- **Excerpt from a dataset**:

──────────

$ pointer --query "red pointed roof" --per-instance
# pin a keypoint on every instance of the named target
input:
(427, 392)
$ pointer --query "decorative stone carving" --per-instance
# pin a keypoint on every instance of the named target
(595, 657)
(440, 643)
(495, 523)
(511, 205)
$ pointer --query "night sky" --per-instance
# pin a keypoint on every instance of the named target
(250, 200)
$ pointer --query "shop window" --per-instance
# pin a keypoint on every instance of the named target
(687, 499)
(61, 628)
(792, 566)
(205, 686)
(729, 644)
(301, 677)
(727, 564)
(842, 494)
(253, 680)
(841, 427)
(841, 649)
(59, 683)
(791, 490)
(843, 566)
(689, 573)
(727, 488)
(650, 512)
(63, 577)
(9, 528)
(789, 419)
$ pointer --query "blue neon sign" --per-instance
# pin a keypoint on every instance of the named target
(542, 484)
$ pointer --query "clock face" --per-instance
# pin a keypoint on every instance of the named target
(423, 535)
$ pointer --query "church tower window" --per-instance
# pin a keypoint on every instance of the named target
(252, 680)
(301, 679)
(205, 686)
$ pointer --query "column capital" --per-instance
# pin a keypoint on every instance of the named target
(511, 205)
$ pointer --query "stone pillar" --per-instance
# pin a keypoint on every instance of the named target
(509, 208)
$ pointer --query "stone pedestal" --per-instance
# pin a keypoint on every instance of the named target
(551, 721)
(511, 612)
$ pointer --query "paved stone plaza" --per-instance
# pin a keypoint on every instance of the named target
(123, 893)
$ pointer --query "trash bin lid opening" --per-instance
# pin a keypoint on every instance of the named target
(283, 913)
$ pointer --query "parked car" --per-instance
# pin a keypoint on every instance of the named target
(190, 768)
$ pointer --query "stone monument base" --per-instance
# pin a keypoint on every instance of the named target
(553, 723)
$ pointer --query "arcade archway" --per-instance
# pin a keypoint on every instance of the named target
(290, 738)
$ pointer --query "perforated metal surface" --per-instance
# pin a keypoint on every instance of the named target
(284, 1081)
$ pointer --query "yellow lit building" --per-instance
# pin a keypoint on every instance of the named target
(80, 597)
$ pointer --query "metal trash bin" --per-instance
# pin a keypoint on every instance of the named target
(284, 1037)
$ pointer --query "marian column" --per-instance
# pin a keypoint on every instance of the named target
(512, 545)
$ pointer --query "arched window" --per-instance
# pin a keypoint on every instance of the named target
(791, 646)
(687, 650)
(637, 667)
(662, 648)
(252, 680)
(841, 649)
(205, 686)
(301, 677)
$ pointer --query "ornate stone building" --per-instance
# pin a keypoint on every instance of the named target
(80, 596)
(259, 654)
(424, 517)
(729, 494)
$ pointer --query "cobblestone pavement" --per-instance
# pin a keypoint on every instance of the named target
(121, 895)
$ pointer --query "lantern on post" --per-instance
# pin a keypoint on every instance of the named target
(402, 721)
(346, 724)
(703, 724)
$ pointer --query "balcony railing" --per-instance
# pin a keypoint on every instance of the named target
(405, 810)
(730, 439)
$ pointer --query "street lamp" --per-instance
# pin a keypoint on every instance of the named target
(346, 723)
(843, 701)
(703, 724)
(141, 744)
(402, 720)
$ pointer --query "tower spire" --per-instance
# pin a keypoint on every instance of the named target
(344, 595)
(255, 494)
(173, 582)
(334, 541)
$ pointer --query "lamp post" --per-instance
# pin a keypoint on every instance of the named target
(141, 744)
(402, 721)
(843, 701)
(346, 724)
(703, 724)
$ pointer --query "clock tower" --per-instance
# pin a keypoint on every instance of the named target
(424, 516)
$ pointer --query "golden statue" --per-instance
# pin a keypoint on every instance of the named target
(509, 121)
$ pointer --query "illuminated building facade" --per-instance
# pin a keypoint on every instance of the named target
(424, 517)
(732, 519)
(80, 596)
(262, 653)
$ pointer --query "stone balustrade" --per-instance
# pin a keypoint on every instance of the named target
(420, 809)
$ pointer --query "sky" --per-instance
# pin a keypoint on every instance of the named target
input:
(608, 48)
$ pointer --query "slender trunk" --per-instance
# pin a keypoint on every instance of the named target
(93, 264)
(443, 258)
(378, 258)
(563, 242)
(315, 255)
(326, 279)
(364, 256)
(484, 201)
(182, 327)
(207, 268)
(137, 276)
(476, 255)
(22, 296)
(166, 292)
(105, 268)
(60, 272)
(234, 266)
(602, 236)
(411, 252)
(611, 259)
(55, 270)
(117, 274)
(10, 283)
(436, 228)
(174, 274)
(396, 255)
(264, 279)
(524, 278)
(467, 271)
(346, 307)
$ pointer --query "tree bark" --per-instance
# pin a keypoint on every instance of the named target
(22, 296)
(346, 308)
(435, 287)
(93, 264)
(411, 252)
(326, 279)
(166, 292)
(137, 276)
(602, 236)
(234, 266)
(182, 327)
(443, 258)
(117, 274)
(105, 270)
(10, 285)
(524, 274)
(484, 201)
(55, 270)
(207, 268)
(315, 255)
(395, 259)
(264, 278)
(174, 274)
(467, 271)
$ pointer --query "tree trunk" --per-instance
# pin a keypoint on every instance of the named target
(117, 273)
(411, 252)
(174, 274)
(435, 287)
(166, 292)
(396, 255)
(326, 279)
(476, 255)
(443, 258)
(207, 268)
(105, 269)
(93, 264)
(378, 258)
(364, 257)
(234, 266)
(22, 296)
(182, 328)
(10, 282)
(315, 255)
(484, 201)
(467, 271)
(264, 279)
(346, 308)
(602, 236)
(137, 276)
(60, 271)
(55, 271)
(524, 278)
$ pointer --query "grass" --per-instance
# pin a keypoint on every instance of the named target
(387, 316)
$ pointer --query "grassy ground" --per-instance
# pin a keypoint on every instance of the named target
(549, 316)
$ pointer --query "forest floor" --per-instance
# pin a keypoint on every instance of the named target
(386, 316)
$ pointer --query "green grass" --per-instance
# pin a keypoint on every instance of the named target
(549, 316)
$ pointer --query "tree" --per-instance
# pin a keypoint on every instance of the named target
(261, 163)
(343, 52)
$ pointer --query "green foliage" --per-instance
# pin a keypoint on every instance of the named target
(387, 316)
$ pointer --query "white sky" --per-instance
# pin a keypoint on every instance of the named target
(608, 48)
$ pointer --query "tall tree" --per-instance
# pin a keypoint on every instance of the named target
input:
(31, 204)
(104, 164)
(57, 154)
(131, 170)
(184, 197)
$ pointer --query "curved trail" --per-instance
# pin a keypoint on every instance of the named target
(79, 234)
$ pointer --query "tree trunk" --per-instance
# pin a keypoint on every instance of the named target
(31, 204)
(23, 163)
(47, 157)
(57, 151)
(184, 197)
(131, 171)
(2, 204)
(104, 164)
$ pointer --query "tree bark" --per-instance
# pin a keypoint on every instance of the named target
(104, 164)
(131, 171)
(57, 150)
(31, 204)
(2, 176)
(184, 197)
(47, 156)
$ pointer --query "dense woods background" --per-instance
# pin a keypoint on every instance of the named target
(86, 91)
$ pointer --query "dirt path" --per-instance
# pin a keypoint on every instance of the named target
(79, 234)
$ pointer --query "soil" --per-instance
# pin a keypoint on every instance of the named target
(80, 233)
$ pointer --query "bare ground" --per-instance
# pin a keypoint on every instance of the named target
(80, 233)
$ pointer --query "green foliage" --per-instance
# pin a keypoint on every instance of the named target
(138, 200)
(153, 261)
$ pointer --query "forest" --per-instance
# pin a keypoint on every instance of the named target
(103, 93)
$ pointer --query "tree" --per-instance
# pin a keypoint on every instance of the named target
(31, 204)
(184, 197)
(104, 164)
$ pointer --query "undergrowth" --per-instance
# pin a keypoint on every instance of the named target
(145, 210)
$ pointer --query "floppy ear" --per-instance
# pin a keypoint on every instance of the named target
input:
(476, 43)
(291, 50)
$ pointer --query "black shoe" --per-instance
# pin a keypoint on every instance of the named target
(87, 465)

──────────

- **PROBLEM DESCRIPTION**:
Filter the records above and copy out every line that contains the word "trash".

- **WRITTEN ANSWER**:
$ pointer --query "trash bin lid opening" --per-instance
$ pointer --query "metal trash bin" --per-instance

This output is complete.